-- Start of TASK INPUTS --

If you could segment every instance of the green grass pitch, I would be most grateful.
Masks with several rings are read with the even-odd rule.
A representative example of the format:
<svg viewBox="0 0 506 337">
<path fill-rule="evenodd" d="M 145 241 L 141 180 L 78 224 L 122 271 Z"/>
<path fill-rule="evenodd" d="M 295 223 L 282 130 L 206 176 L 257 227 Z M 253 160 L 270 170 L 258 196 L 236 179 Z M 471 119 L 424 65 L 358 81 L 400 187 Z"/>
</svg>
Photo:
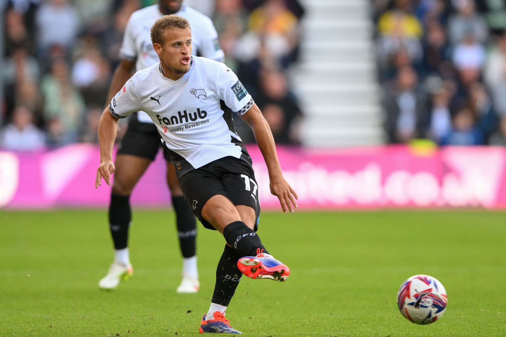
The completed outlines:
<svg viewBox="0 0 506 337">
<path fill-rule="evenodd" d="M 134 216 L 134 277 L 107 292 L 97 286 L 112 258 L 104 210 L 0 211 L 0 336 L 199 335 L 223 237 L 199 224 L 200 292 L 177 294 L 174 214 Z M 259 232 L 291 274 L 242 278 L 227 316 L 246 335 L 506 335 L 505 213 L 264 212 Z M 429 325 L 396 306 L 416 274 L 448 292 L 446 313 Z"/>
</svg>

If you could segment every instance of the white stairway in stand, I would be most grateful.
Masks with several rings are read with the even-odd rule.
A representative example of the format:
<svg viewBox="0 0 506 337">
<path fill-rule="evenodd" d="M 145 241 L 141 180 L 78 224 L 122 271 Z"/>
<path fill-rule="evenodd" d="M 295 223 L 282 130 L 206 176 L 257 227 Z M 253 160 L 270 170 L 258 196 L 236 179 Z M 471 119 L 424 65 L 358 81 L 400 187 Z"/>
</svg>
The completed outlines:
<svg viewBox="0 0 506 337">
<path fill-rule="evenodd" d="M 385 139 L 368 0 L 301 0 L 301 58 L 291 72 L 306 116 L 303 143 L 375 145 Z"/>
</svg>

-- End of TASK INPUTS --

▸ **REQUIRED TASK**: Recast the listing above as a Markdown table with the columns Row and Line, numbering each line in order and skipping blank lines. Leave the pictures out of the table.

▸ **EXPECTED ANSWER**:
| Row | Line |
|---|---|
| 1 | If you could segment every instance of the green grass pitch, I would be most grateful. |
| 2 | Masks with several rings are read with the even-odd rule. |
| 3 | A representative example of the format: |
| 4 | <svg viewBox="0 0 506 337"> |
| 5 | <path fill-rule="evenodd" d="M 145 241 L 141 180 L 78 224 L 122 271 Z"/> |
| 6 | <path fill-rule="evenodd" d="M 295 223 L 282 130 L 206 176 L 257 227 Z M 253 160 L 270 170 L 258 196 L 236 179 Z M 471 119 L 424 65 L 358 81 L 400 187 Z"/> |
| 7 | </svg> |
| 8 | Photo: |
| 9 | The completed outlines: |
| 10 | <svg viewBox="0 0 506 337"> |
| 11 | <path fill-rule="evenodd" d="M 134 216 L 134 277 L 107 292 L 97 286 L 112 258 L 104 210 L 0 211 L 0 336 L 199 335 L 223 237 L 199 224 L 200 292 L 177 294 L 174 214 Z M 259 232 L 291 274 L 242 278 L 227 316 L 246 335 L 506 335 L 505 213 L 264 212 Z M 429 325 L 396 306 L 416 274 L 448 292 L 446 313 Z"/> |
| 12 | </svg> |
| 13 | If you could segment every instance of the white stairway in stand, I would be most grateful. |
| 14 | Masks with several rings are read with the even-odd rule. |
| 15 | A representative example of the format: |
| 16 | <svg viewBox="0 0 506 337"> |
| 17 | <path fill-rule="evenodd" d="M 145 241 L 141 180 L 78 224 L 122 271 Z"/> |
| 18 | <path fill-rule="evenodd" d="M 295 223 L 282 130 L 206 176 L 257 227 Z M 253 160 L 270 170 L 258 196 L 236 179 Z M 471 119 L 424 65 L 358 81 L 400 187 Z"/> |
| 19 | </svg> |
| 20 | The completed outlines: |
| 21 | <svg viewBox="0 0 506 337"> |
| 22 | <path fill-rule="evenodd" d="M 385 139 L 368 0 L 301 0 L 301 58 L 291 72 L 306 116 L 303 143 L 375 145 Z"/> |
| 23 | </svg> |